Search the records below for "shirt"; copy each line that has it.

(Items from a dataset)
__________
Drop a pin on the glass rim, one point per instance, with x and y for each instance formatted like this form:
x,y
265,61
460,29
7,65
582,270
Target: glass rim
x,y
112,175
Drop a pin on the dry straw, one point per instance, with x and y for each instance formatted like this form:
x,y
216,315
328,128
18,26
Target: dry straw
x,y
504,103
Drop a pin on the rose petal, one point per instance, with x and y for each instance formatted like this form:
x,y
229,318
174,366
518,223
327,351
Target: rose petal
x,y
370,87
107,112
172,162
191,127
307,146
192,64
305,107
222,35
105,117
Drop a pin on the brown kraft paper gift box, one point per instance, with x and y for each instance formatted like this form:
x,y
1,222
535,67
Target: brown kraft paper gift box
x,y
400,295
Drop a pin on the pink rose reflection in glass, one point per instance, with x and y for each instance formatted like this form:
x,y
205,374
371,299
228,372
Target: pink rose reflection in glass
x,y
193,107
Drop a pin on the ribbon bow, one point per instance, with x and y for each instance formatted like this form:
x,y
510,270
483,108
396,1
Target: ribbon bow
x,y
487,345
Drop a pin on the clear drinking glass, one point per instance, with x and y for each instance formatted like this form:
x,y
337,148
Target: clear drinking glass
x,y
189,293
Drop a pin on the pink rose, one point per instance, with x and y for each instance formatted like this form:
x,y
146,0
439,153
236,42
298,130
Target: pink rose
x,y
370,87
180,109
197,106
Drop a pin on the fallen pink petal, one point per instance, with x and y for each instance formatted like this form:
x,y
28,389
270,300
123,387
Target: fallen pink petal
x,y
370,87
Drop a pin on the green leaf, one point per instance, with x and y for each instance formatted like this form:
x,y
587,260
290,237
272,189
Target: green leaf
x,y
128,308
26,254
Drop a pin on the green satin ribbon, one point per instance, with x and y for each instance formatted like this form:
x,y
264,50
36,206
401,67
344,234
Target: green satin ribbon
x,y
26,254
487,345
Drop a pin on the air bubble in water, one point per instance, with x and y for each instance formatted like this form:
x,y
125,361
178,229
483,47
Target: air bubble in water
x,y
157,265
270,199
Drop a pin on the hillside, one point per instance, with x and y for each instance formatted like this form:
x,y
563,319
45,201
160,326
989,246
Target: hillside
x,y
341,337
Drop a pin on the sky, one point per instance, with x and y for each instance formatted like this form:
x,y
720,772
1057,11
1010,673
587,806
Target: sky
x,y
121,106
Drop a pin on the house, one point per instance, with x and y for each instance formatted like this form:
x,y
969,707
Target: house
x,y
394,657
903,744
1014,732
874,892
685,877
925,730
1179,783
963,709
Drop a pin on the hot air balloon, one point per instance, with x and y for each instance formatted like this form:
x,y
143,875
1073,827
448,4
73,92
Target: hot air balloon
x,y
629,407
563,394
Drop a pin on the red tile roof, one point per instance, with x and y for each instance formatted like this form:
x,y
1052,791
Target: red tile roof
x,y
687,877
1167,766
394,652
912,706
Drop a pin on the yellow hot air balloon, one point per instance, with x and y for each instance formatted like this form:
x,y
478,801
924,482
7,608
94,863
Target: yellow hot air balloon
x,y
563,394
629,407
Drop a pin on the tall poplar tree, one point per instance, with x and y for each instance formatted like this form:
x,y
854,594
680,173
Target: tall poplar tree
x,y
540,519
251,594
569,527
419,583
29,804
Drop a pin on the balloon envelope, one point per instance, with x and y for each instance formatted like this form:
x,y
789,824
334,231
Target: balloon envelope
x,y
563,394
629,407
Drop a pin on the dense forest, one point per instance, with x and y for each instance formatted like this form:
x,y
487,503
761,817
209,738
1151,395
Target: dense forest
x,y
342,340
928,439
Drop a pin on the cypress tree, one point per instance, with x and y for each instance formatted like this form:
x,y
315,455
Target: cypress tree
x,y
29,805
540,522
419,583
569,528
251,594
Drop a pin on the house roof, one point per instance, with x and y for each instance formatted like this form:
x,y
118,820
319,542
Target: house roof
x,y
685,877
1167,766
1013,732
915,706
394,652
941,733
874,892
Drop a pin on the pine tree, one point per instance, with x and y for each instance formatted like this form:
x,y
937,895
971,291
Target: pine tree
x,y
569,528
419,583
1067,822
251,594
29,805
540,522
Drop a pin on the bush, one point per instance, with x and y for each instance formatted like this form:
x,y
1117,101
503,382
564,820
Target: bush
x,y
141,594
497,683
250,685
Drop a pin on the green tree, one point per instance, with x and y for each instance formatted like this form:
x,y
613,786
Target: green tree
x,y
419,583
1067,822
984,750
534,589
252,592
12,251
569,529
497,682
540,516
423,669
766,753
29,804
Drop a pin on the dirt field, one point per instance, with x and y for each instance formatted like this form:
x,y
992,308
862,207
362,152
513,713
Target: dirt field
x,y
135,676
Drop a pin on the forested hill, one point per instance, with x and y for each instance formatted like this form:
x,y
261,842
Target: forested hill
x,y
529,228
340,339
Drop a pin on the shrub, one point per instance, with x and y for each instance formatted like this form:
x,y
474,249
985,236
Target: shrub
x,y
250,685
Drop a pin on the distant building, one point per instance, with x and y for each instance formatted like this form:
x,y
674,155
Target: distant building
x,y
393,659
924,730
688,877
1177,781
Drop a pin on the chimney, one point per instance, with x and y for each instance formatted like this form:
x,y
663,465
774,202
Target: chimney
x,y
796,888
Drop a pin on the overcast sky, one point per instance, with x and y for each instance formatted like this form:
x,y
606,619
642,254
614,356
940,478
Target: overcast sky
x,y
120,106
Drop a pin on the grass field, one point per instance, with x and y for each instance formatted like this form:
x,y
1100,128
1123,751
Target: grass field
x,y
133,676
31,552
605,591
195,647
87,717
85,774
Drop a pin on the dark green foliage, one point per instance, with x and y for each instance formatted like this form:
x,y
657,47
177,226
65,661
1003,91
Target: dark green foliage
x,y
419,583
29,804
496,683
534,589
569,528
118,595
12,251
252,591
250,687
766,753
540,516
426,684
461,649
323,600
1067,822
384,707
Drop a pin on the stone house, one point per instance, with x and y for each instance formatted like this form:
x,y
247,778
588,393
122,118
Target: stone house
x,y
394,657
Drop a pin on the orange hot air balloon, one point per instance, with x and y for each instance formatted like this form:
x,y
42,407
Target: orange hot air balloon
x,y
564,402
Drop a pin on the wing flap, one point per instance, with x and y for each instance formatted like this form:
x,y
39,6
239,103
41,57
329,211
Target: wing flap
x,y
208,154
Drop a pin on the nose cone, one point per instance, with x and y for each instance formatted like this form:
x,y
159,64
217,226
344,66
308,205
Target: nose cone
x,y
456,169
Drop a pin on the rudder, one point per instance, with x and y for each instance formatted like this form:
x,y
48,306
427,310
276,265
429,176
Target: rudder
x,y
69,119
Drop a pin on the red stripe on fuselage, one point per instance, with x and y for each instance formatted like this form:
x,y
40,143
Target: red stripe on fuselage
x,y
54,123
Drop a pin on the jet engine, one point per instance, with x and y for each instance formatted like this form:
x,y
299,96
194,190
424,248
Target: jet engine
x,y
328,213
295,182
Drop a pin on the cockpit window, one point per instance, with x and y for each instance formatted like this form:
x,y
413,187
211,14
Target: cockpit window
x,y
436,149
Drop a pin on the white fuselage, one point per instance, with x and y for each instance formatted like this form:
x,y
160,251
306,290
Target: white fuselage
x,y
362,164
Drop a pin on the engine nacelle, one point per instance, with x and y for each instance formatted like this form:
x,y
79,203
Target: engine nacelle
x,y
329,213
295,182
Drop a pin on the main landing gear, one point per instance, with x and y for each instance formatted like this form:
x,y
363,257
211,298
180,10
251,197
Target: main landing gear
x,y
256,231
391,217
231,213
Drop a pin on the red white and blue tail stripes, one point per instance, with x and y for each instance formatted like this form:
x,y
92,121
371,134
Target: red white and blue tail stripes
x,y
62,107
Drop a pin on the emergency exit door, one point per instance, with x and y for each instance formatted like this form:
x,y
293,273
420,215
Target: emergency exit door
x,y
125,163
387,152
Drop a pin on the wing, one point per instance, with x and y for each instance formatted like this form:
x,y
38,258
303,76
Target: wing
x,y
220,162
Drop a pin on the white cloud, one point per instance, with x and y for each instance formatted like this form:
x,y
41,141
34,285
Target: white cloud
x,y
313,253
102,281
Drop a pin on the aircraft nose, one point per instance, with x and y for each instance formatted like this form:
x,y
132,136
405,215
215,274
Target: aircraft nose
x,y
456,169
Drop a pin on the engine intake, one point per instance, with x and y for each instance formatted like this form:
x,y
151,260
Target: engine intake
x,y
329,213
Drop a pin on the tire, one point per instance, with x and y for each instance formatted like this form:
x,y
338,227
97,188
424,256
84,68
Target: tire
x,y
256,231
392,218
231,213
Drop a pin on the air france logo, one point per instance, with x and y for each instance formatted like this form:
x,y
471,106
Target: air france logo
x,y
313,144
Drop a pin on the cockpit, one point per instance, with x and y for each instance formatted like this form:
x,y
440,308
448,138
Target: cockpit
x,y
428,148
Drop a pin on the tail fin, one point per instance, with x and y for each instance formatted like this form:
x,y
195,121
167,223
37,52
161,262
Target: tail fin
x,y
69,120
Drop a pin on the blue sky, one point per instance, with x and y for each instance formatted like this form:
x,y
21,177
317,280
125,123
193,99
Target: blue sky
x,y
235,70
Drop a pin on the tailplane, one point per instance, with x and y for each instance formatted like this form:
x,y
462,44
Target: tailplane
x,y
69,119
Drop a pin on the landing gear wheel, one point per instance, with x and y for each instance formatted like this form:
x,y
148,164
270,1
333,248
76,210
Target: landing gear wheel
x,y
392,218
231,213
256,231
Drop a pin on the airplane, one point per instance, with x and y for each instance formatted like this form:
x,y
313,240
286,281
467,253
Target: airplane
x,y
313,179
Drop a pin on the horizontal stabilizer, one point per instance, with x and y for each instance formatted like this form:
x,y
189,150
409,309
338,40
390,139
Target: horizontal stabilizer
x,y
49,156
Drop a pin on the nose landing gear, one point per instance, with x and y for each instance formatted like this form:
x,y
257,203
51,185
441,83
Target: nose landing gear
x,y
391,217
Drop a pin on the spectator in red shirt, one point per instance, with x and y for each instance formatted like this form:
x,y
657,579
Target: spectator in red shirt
__________
Output of the exercise:
Drop a pin on the spectator in red shirt, one point per instance, with x and y for each instance formatted like this form:
Target: spectator in red shirt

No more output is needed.